Texto de estudo |
• • • •

Quais as iniciativas e eventos mais importantes onde a Biblioteca foi parceira/organizadora?

Das muitas iniciativas e, para não me alongar, falaria de uma atividade regular de animação do livro e da leitura designada de Sábado com histórias, desenvolvida pelos Serviços Educativos da Biblioteca, em que as crianças são convidadas a entrar no mundo da fantasia a partir da leitura ou dramatização de uma história com livros, objetos, fantoches, música, estimulando-as para a descoberta do prazer de ler. Lembro, também, a atividade “À conversa com…,” realizada em torno do livro para incentivar a leitura, divulgar as obras dos autores da atualidade e fomentar a interação entre o público leitor e os escritores. Com uma periodicidade mensal, este projeto teve início em outubro de 2009 e manteve-se de uma forma ininterrupta até novembro de 2019, tendo sido suspenso devido à pandemia. Por estas conversas passaram muitos escritores portugueses que falaram das suas obras e dialogaram com o público. Foram 91 sessões a que assistiram cerca de sete mil pessoas. O grande impacto que teve na comunidade leva-nos a pensar em retomar esta iniciativa, embora com ligeiras alterações, logo que estejam reunidas as condições. “Contornos da Palavra” é o nome dado a outra atividade que decorre na Biblioteca Municipal e nas escolas do concelho dedicada essencialmente à leitura infanto-juvenil, que já vai na sua 13.ª edição, dirigida a educadores de infância, professores do ensino básico e secundário, professores bibliotecários, professores de educação especial e todos os interessados em pedagogia da leitura, mediadores da leitura e animadores socioculturais.

• • • •

Transcreva na íntegra o texto sobre as iniciativas da Biblioteca, sem alterar nenhuma palavra nem sinal de pontuação.

Itens listados num conjunto de dados

• • • •

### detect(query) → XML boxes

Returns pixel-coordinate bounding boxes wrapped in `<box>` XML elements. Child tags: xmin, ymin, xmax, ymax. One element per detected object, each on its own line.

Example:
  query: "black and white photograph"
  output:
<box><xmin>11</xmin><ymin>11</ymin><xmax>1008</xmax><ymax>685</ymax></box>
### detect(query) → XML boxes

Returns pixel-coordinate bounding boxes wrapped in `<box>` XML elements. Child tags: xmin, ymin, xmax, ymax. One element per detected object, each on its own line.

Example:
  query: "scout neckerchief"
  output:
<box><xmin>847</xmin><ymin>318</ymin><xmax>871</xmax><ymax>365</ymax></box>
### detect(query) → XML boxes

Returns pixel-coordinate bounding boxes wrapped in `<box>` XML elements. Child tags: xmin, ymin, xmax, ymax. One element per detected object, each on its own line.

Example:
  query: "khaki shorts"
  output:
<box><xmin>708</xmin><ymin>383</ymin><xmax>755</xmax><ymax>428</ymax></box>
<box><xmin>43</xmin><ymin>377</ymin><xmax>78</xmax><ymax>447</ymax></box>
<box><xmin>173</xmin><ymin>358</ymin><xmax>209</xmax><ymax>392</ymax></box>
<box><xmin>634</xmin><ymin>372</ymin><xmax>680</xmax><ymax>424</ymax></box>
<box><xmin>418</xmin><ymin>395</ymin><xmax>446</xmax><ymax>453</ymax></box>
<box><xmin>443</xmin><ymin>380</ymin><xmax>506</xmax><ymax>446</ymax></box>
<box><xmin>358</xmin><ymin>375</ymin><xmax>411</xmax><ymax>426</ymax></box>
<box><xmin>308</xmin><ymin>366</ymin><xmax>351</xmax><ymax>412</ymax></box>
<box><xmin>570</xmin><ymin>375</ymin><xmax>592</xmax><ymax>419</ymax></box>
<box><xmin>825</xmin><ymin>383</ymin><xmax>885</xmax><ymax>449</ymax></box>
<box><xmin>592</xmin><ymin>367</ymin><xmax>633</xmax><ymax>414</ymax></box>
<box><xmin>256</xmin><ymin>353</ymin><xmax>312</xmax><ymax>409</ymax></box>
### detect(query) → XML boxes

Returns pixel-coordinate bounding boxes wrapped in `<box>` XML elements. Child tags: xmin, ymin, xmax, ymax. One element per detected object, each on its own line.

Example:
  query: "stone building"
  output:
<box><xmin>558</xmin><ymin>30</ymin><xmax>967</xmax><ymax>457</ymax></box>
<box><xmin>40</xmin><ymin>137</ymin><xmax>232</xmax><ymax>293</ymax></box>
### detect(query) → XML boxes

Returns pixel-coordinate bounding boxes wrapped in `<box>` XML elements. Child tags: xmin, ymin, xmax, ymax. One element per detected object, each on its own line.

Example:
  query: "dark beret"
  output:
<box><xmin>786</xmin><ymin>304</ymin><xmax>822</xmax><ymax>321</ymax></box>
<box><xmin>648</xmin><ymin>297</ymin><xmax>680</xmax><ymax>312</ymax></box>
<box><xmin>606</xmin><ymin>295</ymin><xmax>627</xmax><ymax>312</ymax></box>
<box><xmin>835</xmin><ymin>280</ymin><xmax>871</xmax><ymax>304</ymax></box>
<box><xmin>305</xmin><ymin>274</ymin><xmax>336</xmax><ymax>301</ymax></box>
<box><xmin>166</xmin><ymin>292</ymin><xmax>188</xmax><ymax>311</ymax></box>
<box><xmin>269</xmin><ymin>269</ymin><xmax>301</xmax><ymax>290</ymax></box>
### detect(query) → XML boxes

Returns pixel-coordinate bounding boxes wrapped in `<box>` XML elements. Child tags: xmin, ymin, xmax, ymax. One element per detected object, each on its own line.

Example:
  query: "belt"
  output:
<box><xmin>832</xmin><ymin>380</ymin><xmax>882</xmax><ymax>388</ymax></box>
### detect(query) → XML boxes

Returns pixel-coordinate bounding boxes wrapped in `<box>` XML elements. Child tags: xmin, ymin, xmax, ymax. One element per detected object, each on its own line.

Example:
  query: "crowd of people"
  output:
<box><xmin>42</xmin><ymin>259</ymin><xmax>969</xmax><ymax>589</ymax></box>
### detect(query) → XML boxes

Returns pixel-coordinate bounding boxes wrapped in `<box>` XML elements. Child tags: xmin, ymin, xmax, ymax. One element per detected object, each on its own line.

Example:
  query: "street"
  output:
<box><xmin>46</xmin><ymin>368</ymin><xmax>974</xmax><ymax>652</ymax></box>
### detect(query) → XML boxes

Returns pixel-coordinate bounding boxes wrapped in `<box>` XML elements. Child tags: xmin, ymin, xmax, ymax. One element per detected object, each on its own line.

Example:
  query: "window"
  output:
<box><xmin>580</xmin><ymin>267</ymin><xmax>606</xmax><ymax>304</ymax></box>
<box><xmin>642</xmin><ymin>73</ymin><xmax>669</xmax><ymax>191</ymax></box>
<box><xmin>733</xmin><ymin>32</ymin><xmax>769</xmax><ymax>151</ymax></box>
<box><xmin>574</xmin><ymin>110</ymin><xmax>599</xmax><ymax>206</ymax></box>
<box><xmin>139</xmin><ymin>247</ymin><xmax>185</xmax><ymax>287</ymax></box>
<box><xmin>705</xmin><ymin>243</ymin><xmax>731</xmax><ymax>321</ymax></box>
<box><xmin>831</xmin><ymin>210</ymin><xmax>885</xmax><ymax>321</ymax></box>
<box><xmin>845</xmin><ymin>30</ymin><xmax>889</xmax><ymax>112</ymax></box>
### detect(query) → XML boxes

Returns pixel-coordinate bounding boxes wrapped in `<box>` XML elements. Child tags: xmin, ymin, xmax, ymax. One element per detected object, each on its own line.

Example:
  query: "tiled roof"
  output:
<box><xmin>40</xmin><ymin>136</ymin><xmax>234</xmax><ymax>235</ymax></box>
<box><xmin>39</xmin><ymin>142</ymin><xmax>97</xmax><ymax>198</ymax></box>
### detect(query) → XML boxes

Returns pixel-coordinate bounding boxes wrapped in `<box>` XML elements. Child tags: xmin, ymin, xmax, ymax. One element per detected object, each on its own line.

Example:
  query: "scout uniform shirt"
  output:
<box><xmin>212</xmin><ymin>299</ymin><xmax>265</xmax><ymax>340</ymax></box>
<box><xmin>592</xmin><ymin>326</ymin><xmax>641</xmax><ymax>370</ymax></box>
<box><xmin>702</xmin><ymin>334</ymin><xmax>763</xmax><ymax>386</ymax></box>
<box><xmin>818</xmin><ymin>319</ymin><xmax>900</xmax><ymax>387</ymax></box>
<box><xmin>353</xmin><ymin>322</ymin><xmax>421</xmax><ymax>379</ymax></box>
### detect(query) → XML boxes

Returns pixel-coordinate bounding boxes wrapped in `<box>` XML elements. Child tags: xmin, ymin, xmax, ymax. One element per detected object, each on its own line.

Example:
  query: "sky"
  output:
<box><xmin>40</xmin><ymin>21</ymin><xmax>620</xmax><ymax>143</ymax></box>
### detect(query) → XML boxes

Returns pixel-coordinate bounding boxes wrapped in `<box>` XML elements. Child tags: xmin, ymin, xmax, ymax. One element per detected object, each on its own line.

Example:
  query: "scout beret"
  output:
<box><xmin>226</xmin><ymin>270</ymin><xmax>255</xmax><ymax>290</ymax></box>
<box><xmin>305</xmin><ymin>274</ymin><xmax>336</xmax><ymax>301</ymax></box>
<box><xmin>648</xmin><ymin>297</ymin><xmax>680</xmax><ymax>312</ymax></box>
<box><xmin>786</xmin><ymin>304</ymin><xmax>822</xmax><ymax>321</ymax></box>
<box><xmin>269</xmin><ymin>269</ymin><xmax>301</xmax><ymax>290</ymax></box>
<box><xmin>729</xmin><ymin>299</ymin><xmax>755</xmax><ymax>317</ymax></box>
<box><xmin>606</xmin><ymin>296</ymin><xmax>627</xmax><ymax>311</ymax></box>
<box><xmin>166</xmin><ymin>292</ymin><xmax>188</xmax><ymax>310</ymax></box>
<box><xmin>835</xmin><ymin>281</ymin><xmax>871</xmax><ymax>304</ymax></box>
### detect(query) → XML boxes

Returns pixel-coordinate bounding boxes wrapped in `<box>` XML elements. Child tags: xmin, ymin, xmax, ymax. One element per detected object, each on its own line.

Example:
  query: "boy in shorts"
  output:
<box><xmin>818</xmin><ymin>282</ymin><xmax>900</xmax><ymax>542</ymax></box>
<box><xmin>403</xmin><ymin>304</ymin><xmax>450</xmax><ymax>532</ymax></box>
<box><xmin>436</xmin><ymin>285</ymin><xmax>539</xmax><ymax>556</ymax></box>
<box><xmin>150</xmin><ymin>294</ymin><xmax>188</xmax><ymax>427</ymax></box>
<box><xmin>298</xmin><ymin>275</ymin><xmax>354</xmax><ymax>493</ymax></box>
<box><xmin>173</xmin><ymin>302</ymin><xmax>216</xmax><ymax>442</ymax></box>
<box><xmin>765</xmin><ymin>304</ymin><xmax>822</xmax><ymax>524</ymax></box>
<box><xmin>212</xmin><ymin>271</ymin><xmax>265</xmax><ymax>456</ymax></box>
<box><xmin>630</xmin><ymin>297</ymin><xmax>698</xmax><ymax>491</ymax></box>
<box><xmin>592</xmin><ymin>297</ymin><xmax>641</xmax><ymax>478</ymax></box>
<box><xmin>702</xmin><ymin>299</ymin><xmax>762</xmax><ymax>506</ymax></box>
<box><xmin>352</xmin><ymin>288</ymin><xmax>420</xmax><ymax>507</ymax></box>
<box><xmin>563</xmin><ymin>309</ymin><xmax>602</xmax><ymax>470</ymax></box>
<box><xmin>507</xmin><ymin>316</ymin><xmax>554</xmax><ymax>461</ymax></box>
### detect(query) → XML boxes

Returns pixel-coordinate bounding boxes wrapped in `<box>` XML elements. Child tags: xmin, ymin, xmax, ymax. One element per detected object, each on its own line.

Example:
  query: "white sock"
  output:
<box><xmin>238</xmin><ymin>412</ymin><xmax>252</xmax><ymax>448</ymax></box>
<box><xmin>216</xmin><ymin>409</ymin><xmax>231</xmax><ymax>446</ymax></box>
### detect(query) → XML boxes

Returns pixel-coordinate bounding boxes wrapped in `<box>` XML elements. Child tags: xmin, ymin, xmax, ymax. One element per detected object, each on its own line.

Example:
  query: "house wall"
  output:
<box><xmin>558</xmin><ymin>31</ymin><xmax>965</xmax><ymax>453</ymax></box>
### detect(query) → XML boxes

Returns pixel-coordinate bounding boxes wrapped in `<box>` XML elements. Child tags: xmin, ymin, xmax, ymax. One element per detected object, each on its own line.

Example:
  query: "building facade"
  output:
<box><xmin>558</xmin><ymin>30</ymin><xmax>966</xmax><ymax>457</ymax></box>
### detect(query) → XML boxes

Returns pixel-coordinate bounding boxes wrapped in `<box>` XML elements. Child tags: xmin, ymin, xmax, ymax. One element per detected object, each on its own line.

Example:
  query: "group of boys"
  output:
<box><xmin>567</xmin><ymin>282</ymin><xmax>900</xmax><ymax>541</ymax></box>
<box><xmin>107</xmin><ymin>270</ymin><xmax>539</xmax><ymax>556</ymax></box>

• • • •

Resultado da tarefa |
Quais as iniciativas e eventos mais importantes onde a Biblioteca foi parceira/organizadora?

Das muitas iniciativas e, para não me alongar, falaria de uma atividade regular de animação do livro e da leitura designada de Sábado com histórias, desenvolvida pelos Serviços Educativos da Biblioteca, em que as crianças são convidadas a entrar no mundo da fantasia a partir da leitura ou dramatização de uma história com livros, objetos, fantoches, música, estimulando-as para a descoberta do prazer de ler. Lembro, também, a atividade “À conversa com…,” realizada em torno do livro para incentivar a leitura, divulgar as obras dos autores da atualidade e fomentar a interação entre o público leitor e os escritores. Com uma periodicidade mensal, este projeto teve início em outubro de 2009 e manteve-se de uma forma ininterrupta até novembro de 2019, tendo sido suspenso devido à pandemia. Por estas conversas passaram muitos escritores portugueses que falaram das suas obras e dialogaram com o público. Foram 91 sessões a que assistiram cerca de sete mil pessoas. O grande impacto que teve na comunidade leva-nos a pensar em retomar esta iniciativa, embora com ligeiras alterações, logo que estejam reunidas as condições. “Contornos da Palavra” é o nome dado a outra atividade que decorre na Biblioteca Municipal e nas escolas do concelho dedicada essencialmente à leitura infanto-juvenil, que já vai na sua 13.ª edição, dirigida a educadores de infância, professores do ensino básico e secundário, professores bibliotecários, professores de educação especial e todos os interessados em pedagogia da leitura, mediadores da leitura e animadores socioculturais.